### Natural-language object grounding data

- - -

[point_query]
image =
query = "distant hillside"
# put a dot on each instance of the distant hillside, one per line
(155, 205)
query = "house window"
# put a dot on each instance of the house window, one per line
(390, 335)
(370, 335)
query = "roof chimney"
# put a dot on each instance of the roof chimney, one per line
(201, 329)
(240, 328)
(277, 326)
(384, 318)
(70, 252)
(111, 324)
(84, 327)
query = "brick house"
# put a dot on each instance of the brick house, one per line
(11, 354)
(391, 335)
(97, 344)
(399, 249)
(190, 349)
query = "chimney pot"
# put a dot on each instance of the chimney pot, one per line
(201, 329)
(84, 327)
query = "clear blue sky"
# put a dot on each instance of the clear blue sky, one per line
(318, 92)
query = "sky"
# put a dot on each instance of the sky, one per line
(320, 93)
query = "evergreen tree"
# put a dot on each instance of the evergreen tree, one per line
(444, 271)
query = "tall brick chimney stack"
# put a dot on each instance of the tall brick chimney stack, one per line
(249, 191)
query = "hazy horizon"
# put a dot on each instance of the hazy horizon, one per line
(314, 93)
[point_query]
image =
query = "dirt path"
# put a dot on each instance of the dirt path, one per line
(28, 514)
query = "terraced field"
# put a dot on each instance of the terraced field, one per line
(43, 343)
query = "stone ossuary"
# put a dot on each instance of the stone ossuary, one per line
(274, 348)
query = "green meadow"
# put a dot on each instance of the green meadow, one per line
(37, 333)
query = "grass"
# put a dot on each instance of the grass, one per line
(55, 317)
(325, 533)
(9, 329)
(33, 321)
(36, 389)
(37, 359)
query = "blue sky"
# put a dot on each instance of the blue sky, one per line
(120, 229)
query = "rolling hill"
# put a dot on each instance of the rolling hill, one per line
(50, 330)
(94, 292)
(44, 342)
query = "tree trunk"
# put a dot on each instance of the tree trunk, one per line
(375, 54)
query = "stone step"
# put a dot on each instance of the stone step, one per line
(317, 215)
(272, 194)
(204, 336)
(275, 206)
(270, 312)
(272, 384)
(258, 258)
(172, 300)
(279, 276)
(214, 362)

- - -

Reproduce the full set of records precisely.

[point_query]
image =
query = "distant hillside"
# put a dot on each instance of the distant hillside, one per line
(155, 205)
query = "house window"
# put a dot on each instance of the house window, one per line
(390, 335)
(370, 335)
query = "roof chimney"
# put a dot on each instance of the roof chimney, one per line
(201, 329)
(240, 328)
(277, 326)
(384, 318)
(70, 252)
(111, 324)
(84, 327)
query = "brick house"
# put a dot on each instance of the brick house, one per line
(11, 354)
(391, 335)
(97, 344)
(399, 249)
(190, 349)
query = "chimney pot"
# put a dot on each instance of the chimney pot, one per line
(201, 329)
(84, 327)
query = "clear blue sky"
# put a dot on each instance of the clear blue sky, one per line
(318, 92)
query = "sky"
# put a dot on each instance of the sky, one per line
(320, 93)
query = "evergreen tree"
# put a dot on each instance of the evergreen tree, one per line
(444, 271)
query = "tall brick chimney stack"
# put a dot on each instance of the tall brick chimney stack, one per line
(249, 191)
query = "hazy horizon"
# put a dot on each instance of the hazy horizon, one per line
(314, 93)
[point_query]
image =
query = "dirt path"
# put a dot on each instance of the dirt path, one per line
(28, 514)
query = "terraced field"
# put a dot on each instance of the terraced field, one per line
(43, 343)
query = "stone ossuary"
# put a dot on each instance of the stone ossuary, one per line
(274, 348)
query = "green meadow"
# put a dot on each instance of the green meadow, one per line
(37, 333)
query = "grass"
# put a dot on each instance of the grass, one per line
(55, 317)
(325, 533)
(9, 329)
(33, 321)
(36, 389)
(37, 359)
query = "blue sky"
# put a dot on each instance of the blue sky, one per line
(120, 229)
query = "rolling hill"
# put a dot on each instance of the rolling hill, one per line
(50, 330)
(94, 292)
(44, 342)
query = "tree trunk"
# put a dot on each instance of the tree trunk, one per line
(375, 54)
query = "stone step"
# put a dot on each instance of the stone step, one per line
(317, 215)
(272, 194)
(204, 336)
(275, 206)
(270, 312)
(272, 384)
(258, 258)
(172, 300)
(279, 276)
(214, 362)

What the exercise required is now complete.